DIRECTION 1: In the passage on humor and religion, what does the new Pope say is destroying family life?
DIRECTION 2: Return everything in the passage on humor and religion from "Not a word of" down to "few paltry cartoons?".
DIRECTION 3: Supply the next part of the passage on humor and religion, picking up after its final sentence.

## start TEXT

Not a word of this, however, adds up to the central recognition that humour exists, or matters. Either the bearers of Testament, Old and New, couldn't contrive a grin between them, or the thought never occurred to them because religion itself is so deadly earnest. Does the George Bush who makes knockabout after-dinner speeches keep any of that perspective when Pat Robertson or Jerry Falwell starts born-again sermonising? Is there a trace of light or shade when the new Pope tears into the "clots of callousness" destroying family life? Where, just over the Muslim divide, can any flicker of wry reflection be found as demonstrators die over a few paltry cartoons?

## end TEXT
## start DATA

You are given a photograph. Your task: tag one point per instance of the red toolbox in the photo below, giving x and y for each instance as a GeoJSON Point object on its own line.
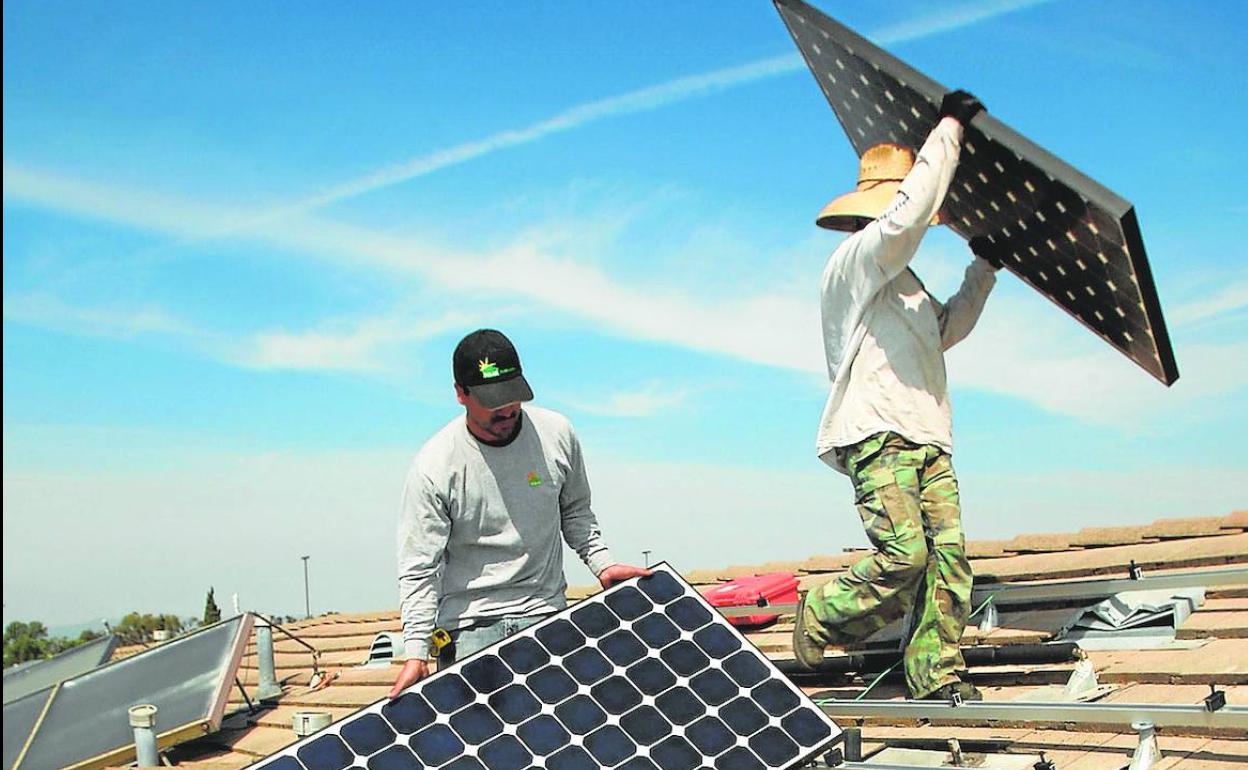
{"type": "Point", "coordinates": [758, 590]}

## end DATA
## start DATA

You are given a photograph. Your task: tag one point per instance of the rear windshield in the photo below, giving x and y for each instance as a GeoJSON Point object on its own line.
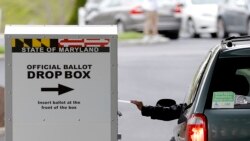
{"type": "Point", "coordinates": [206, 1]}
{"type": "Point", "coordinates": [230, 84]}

## end DATA
## start DATA

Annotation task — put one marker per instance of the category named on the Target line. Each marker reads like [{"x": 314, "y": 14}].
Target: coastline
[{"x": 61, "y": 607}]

## end DATA

EXPECTED ANSWER 1: The "clots of callousness."

EXPECTED ANSWER 2:
Not a word of this, however, adds up to the central recognition that humour exists, or matters. Either the bearers of Testament, Old and New, couldn't contrive a grin between them, or the thought never occurred to them because religion itself is so deadly earnest. Does the George Bush who makes knockabout after-dinner speeches keep any of that perspective when Pat Robertson or Jerry Falwell starts born-again sermonising? Is there a trace of light or shade when the new Pope tears into the "clots of callousness" destroying family life? Where, just over the Muslim divide, can any flicker of wry reflection be found as demonstrators die over a few paltry cartoons?

EXPECTED ANSWER 3:
If life is so unrelentingly serious, why did God give us a sense of humour in the first place? Why does he never mention it, or instruct us as to what it's for? We can excavate for ourselves, as Muriel Spark did, uncovering new mines of Catholic wit after her conversion, but it's a solitary mission: it stands to one side of how the church preaches, it finds no sustenance in scripture. Hellfire, damnation, evil and devilry ... They're all there, along with tolerance, understanding and the rest, in sermons of now and long ago. But the ability to smile, to shrug, to see the absurd as clearly as we're told to see the apocalyptic? That's the missing link. Not many jokes. So we have to write them for ourselves.